[start DATA ROWS]
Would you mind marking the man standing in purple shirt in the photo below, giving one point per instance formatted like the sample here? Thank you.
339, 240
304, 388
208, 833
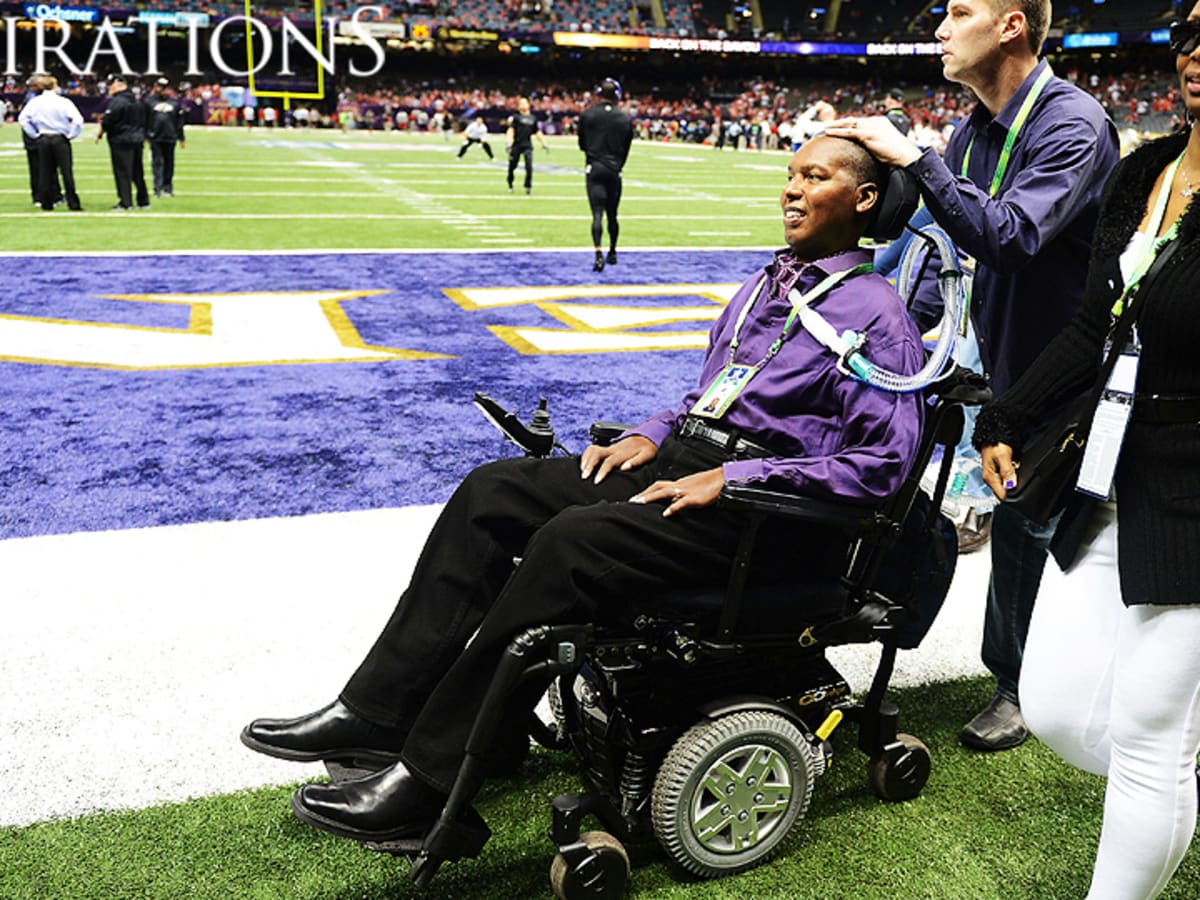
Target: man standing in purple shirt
1019, 191
597, 533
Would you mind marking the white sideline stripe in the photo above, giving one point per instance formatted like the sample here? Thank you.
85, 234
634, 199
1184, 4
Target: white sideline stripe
138, 655
340, 251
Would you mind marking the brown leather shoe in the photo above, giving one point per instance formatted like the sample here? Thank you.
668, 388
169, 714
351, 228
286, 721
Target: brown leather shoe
1000, 726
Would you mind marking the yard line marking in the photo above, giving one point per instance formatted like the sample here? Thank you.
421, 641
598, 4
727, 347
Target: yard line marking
336, 216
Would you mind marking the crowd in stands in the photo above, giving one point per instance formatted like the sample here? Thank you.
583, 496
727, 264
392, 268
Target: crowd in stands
761, 114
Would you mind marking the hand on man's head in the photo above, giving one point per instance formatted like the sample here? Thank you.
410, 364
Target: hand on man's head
879, 136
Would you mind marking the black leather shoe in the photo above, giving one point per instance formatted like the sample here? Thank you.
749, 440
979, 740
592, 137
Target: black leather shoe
1000, 726
333, 732
385, 807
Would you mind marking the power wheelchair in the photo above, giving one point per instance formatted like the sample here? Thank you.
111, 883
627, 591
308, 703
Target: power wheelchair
706, 720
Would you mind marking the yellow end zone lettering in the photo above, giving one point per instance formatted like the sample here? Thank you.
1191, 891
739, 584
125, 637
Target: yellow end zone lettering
600, 328
235, 329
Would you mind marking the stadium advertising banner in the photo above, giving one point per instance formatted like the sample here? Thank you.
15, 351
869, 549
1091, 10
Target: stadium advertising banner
699, 45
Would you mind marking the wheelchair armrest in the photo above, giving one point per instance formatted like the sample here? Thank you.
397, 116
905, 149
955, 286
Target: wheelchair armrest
605, 433
961, 385
844, 516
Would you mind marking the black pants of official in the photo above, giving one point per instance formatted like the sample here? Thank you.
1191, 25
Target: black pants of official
604, 197
587, 556
55, 159
515, 156
127, 171
34, 157
162, 165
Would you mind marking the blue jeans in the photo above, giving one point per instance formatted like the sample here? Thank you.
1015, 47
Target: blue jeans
1019, 551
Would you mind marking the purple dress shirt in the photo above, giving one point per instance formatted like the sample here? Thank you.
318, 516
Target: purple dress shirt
1031, 243
837, 437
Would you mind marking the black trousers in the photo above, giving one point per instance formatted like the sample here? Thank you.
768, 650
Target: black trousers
55, 159
604, 198
34, 157
126, 171
587, 556
162, 165
515, 156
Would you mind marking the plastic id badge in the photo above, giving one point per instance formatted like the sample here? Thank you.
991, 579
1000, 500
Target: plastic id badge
724, 390
1108, 429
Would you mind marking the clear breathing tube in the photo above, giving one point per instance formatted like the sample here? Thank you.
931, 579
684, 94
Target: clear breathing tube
849, 345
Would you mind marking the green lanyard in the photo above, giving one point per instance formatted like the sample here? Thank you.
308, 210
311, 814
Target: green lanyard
817, 292
1006, 153
1147, 258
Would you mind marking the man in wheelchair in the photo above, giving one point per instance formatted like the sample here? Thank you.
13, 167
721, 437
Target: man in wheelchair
625, 521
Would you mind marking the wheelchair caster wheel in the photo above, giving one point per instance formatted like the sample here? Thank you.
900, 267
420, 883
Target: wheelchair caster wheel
903, 771
599, 869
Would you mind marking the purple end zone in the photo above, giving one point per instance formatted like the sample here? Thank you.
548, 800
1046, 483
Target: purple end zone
88, 449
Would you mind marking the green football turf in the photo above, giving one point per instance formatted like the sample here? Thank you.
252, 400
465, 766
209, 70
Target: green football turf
1014, 825
259, 189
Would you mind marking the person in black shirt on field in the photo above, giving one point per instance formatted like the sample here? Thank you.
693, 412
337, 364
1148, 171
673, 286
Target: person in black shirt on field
605, 135
166, 120
519, 137
125, 123
893, 111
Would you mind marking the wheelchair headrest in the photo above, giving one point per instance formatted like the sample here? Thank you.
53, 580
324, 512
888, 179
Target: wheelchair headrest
899, 198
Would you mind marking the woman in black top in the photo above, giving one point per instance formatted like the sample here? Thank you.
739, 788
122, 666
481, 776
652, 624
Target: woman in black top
1111, 671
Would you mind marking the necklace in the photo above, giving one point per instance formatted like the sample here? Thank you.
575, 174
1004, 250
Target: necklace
1191, 187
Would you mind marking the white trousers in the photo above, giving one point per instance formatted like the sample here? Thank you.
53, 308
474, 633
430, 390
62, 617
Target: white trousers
1115, 690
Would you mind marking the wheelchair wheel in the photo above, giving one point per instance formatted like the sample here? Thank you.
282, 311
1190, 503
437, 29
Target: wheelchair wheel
903, 777
600, 876
730, 790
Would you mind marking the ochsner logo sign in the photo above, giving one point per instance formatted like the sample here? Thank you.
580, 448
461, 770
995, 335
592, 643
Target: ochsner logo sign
63, 13
277, 52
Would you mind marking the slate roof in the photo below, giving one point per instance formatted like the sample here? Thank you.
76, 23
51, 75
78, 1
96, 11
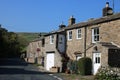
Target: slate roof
95, 21
109, 45
88, 23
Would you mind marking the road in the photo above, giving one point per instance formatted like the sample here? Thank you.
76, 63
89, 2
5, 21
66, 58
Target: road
17, 69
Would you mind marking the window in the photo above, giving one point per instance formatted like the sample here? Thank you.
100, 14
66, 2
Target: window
78, 33
95, 35
51, 39
97, 58
69, 35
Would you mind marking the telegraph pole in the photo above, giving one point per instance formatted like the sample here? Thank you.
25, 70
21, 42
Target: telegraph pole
113, 6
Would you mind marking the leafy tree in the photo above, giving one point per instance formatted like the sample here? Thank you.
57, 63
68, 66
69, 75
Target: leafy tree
11, 45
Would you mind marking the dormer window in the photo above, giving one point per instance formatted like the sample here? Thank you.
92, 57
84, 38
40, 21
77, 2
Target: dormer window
51, 39
78, 33
69, 35
95, 35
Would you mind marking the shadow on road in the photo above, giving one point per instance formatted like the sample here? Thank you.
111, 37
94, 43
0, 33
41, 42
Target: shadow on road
17, 66
19, 71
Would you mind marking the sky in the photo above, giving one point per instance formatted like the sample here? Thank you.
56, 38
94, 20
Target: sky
47, 15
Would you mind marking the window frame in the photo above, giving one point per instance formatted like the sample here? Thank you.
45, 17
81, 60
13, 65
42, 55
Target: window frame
79, 34
95, 35
51, 39
69, 35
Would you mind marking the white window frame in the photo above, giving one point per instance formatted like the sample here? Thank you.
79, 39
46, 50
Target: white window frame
79, 33
69, 35
51, 39
95, 35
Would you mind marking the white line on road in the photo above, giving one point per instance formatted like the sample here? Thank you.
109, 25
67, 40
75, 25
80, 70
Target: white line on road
55, 77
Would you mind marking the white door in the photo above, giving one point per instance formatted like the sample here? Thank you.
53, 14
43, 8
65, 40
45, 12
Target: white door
49, 61
96, 62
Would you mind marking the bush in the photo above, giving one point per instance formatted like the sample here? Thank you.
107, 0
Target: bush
106, 73
85, 66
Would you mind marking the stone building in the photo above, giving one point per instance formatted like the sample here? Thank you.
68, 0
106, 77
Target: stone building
35, 51
54, 49
98, 39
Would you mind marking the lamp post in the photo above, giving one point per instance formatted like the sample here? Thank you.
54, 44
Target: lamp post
38, 50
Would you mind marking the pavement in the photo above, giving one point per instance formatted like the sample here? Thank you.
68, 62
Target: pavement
17, 69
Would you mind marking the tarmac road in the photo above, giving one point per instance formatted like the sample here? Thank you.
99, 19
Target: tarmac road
17, 69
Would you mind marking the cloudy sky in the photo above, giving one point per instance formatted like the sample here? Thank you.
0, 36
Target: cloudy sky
47, 15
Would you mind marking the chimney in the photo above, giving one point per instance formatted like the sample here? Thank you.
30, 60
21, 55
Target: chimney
71, 20
107, 4
107, 10
62, 26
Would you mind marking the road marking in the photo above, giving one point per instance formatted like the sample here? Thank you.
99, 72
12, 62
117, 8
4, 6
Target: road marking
56, 77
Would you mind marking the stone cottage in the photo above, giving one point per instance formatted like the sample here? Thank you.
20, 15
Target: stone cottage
98, 39
35, 51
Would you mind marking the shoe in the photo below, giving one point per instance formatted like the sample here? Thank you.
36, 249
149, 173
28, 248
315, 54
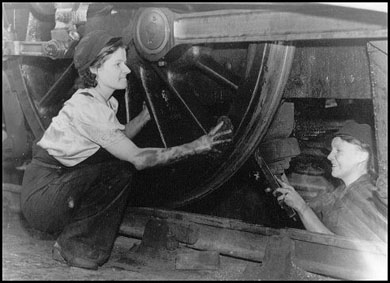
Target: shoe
57, 255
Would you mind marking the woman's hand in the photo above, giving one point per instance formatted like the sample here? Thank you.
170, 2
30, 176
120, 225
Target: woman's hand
208, 142
289, 196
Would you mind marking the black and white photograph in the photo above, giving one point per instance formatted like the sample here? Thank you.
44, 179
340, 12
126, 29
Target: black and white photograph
194, 141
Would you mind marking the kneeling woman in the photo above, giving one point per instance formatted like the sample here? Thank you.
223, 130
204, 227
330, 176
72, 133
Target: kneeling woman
78, 182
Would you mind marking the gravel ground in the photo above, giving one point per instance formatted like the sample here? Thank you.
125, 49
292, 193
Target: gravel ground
27, 256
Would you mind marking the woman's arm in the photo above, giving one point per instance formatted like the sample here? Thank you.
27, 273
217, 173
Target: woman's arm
308, 217
135, 125
143, 158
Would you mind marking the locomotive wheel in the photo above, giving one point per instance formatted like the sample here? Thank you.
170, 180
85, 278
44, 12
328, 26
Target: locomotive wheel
187, 93
186, 96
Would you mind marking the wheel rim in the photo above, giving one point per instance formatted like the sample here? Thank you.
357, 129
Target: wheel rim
256, 96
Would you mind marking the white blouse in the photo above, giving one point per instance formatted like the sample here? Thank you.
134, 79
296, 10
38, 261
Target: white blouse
83, 125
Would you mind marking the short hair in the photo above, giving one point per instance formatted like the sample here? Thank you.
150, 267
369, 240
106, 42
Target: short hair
88, 79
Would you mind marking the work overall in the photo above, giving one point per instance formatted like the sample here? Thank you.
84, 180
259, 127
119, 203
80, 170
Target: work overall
84, 203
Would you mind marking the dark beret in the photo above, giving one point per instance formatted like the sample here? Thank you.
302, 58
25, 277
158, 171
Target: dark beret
89, 47
361, 132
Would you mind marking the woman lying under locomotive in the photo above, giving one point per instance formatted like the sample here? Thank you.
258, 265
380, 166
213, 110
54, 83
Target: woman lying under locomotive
349, 210
78, 182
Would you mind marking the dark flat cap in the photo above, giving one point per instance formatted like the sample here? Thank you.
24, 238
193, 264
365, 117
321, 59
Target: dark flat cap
89, 47
361, 132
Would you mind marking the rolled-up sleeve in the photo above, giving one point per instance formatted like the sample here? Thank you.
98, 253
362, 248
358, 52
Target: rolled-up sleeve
98, 123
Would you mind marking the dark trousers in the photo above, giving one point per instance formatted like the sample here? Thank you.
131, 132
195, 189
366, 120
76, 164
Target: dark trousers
85, 204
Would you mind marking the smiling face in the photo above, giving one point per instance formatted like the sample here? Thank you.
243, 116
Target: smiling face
112, 73
348, 160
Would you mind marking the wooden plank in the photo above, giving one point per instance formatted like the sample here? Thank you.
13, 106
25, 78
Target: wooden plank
335, 256
197, 260
334, 261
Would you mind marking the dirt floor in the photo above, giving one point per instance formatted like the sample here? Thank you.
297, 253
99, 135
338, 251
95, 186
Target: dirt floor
27, 256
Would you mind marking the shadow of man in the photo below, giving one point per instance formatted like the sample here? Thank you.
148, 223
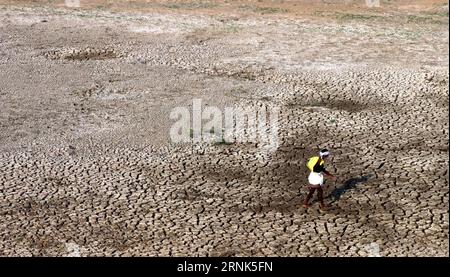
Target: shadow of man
352, 183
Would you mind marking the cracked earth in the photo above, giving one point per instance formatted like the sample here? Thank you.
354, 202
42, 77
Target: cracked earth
87, 165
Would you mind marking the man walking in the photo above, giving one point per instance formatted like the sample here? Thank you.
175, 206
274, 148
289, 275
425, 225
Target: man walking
316, 165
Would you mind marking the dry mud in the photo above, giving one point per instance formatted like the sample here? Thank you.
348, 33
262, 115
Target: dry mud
86, 160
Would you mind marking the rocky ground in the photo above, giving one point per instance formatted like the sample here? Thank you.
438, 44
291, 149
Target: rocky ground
88, 167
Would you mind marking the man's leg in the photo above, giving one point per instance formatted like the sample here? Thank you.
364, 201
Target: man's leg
320, 196
309, 196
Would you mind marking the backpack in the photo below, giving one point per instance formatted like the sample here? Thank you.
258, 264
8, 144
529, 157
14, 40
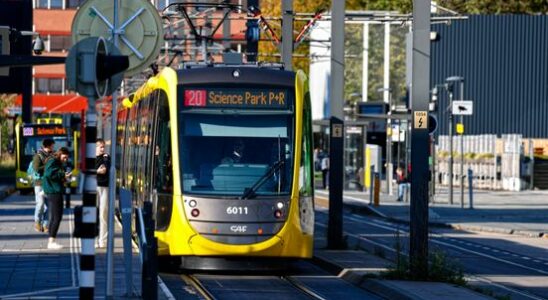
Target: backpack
32, 174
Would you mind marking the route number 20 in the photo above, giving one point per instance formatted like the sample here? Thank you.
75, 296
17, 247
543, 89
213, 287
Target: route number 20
195, 98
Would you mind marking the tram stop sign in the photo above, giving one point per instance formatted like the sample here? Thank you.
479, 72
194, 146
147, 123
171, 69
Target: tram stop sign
432, 124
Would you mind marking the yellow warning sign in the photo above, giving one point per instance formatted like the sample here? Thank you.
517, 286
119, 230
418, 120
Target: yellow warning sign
460, 128
421, 119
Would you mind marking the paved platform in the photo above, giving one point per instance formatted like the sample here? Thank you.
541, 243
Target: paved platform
29, 270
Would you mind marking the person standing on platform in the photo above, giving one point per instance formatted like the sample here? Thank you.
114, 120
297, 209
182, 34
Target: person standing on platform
102, 164
53, 184
38, 165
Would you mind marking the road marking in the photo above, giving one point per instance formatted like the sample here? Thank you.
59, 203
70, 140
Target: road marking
38, 292
525, 294
165, 289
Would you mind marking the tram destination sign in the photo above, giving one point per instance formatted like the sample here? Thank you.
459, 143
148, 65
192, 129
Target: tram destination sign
236, 98
44, 130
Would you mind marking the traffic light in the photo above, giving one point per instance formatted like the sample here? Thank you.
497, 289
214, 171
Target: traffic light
94, 67
5, 47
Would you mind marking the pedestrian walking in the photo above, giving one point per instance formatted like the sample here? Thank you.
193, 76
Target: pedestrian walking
38, 165
325, 171
53, 184
102, 164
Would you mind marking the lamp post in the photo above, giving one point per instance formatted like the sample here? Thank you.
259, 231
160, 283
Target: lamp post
389, 167
450, 88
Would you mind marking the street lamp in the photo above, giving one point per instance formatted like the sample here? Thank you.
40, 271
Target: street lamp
450, 89
389, 167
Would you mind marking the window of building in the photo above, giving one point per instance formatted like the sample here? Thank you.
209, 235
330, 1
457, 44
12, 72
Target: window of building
48, 85
41, 85
55, 85
56, 3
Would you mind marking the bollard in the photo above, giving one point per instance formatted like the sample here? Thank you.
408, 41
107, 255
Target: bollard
150, 264
470, 189
377, 189
371, 184
67, 197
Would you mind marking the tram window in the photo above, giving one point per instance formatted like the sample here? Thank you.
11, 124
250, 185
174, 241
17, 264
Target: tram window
247, 148
162, 154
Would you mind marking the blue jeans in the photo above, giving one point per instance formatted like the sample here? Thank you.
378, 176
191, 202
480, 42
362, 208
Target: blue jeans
40, 211
402, 189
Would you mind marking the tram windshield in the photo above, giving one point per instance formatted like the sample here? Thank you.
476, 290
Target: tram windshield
240, 155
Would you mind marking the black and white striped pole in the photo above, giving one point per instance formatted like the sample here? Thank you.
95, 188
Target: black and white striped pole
89, 209
89, 68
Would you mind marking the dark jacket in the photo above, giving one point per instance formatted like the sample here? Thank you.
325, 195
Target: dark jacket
54, 177
39, 164
102, 179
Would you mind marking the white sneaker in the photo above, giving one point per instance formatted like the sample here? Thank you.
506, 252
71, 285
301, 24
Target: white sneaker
54, 246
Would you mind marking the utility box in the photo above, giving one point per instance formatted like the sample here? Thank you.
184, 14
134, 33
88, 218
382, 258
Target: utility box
373, 158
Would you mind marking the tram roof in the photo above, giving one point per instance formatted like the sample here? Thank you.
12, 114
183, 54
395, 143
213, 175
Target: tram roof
225, 74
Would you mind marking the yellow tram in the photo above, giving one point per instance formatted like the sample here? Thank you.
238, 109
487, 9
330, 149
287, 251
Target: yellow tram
225, 155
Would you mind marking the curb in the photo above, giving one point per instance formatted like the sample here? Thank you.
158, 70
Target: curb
526, 233
384, 290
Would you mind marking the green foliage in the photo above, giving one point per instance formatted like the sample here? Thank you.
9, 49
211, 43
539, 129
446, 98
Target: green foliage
6, 101
496, 6
7, 165
440, 267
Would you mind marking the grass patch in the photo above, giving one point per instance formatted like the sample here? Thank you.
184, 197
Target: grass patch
440, 267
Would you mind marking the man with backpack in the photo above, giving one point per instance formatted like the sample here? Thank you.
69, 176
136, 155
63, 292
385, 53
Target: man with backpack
38, 165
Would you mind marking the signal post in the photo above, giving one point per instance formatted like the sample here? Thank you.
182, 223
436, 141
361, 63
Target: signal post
418, 250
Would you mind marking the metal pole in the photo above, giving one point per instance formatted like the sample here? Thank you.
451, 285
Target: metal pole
389, 167
470, 189
450, 147
335, 225
461, 94
418, 237
461, 165
287, 34
365, 60
112, 175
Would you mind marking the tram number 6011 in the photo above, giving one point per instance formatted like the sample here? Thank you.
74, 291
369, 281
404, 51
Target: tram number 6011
236, 210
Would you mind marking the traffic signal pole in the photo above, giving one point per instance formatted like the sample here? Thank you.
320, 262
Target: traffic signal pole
336, 134
418, 250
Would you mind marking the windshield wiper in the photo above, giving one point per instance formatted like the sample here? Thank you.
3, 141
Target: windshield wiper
248, 192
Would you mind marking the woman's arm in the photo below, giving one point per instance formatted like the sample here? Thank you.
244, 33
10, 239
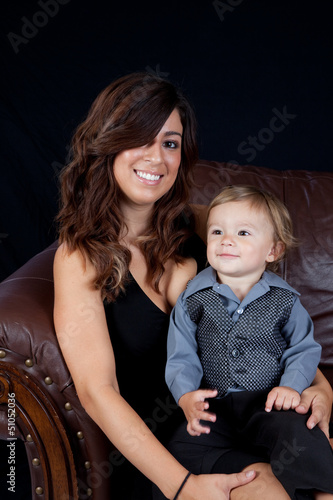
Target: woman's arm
84, 340
318, 398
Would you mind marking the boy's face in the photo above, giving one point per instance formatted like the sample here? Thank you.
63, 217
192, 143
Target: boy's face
240, 241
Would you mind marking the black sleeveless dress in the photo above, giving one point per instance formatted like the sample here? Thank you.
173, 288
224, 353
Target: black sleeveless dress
138, 331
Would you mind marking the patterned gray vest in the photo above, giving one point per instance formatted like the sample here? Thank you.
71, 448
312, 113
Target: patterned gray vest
246, 352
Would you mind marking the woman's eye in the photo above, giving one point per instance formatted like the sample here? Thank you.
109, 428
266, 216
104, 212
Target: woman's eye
171, 144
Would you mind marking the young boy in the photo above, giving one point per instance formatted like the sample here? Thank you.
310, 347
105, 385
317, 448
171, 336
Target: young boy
240, 335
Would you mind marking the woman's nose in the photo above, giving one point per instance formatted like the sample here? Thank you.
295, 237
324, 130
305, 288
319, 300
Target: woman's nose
153, 153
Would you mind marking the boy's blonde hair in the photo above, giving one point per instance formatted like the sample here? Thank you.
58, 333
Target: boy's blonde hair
274, 208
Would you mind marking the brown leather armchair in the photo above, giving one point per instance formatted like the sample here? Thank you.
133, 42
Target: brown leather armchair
68, 455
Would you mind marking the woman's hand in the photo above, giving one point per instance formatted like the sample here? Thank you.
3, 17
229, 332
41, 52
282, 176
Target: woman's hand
318, 399
214, 486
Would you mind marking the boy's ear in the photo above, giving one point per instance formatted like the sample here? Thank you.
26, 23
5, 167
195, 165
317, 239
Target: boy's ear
276, 251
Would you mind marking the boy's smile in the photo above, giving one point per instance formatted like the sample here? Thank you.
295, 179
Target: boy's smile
240, 241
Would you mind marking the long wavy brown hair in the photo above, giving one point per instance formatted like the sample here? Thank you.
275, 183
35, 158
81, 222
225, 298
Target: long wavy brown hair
128, 113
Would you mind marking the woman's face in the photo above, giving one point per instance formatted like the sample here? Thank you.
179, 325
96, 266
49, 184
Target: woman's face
144, 174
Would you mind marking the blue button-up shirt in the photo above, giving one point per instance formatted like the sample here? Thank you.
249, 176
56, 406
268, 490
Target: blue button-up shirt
184, 371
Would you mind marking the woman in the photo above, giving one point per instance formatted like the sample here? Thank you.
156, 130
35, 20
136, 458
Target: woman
127, 251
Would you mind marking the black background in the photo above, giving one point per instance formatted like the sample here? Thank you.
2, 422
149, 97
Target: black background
241, 63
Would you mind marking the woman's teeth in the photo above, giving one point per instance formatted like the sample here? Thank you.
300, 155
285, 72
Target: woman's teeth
149, 177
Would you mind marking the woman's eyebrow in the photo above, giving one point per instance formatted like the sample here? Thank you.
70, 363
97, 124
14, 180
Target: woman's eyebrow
172, 132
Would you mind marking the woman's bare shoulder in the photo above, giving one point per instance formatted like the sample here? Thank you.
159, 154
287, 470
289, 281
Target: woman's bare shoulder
72, 264
180, 276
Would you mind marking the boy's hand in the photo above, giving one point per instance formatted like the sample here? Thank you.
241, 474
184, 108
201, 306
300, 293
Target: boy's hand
282, 398
194, 407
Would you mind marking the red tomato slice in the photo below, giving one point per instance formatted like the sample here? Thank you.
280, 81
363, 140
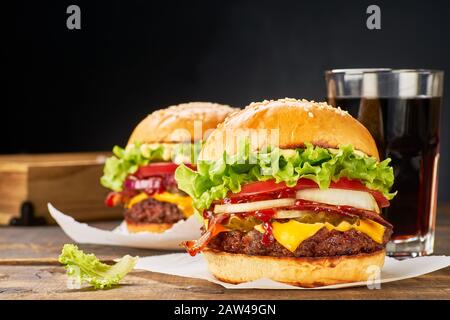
[end DATA ROWS]
### [EXERCISE DETAILS]
Copy the records word for word, starting with the line that contains "Would you mind marking the woman's teeth" and running through the end of the records, both ends included. Omit the pictures from your copy.

### [RESPONSE]
Would you mind marking the woman's teeth in the photo above, giving one point per instance formatted like the sample here? Thank you.
300, 155
285, 72
Target: woman's teeth
149, 177
Would you mind marking the woman's eyebrow in the photo above, giving one point per instance formatted like the sample here? Thank you.
70, 363
97, 124
14, 180
Target: woman's eyebrow
172, 132
Would you mind marking the woman's bare shoulder in the photo above, giving one point per instance formatted like the sample here? Thank you.
159, 154
287, 470
289, 281
Target: woman's bare shoulder
72, 264
180, 276
Would you mind marking the boy's hand in the photo above, giving one point per instance formatted like the sample here? Thank you.
241, 474
184, 108
201, 306
300, 293
Target: boy's hand
282, 398
194, 407
Would you mind marking the red tomato slice in the photo below, giving one point per instance formatted like the sample here? Thank you.
280, 81
363, 140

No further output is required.